[Entries drawn from a collection]
....................

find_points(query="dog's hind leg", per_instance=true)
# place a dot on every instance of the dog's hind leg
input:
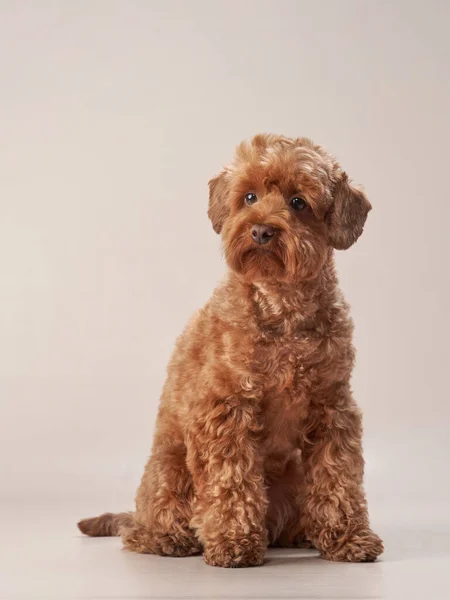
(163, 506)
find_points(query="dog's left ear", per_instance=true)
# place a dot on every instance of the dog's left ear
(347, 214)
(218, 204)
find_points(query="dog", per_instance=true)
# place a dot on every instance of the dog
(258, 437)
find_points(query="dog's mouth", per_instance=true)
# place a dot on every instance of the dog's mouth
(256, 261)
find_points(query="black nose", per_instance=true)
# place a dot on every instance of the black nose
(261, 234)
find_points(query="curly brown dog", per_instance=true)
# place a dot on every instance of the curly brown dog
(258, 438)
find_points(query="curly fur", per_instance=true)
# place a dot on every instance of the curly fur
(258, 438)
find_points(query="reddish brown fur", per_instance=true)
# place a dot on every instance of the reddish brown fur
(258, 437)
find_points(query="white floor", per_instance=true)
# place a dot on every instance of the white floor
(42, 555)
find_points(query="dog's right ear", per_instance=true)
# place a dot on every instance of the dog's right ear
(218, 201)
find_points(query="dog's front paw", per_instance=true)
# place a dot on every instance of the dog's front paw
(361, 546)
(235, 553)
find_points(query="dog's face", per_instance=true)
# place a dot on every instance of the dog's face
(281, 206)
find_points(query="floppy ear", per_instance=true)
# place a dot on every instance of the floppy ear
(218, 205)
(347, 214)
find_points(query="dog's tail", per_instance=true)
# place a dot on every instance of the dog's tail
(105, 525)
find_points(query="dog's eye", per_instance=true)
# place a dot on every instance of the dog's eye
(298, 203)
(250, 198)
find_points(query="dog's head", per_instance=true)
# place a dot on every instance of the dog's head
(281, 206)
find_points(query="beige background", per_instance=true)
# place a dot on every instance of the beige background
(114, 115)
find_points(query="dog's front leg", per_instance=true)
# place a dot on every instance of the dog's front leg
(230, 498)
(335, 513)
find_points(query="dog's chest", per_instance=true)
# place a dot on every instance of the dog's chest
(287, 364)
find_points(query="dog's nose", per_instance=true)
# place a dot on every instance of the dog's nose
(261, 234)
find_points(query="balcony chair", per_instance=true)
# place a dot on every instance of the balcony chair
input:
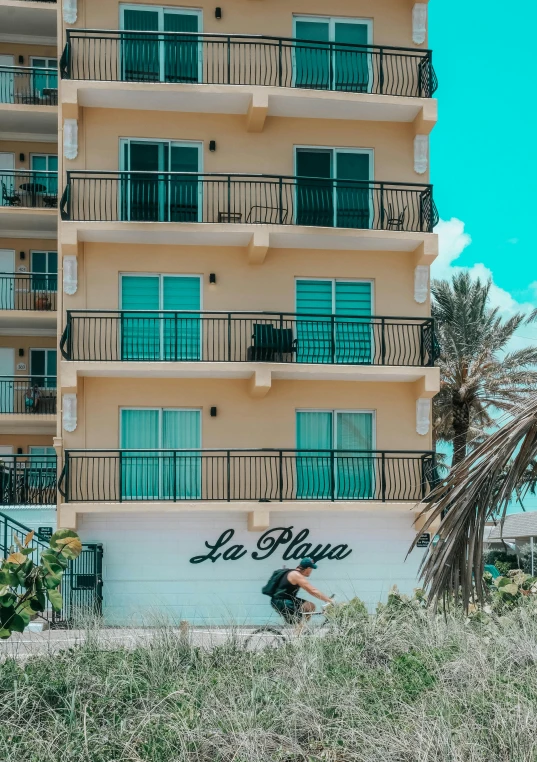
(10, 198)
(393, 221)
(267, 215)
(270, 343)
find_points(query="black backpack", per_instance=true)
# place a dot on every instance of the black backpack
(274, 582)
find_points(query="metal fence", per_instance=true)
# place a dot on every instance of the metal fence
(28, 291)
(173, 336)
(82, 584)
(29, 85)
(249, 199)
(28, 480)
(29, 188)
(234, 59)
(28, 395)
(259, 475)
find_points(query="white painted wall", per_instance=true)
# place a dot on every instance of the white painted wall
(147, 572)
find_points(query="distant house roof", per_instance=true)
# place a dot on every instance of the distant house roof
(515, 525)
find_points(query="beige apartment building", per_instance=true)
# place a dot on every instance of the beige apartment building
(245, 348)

....................

■ **Work to do**: Report every line in the records that contains the word "apartment", copying each such line in full. Case counts.

■ **Response to this task**:
find_points(query="beige apartment building", per_instance=true)
# place a dot on every instance of the beige apartment building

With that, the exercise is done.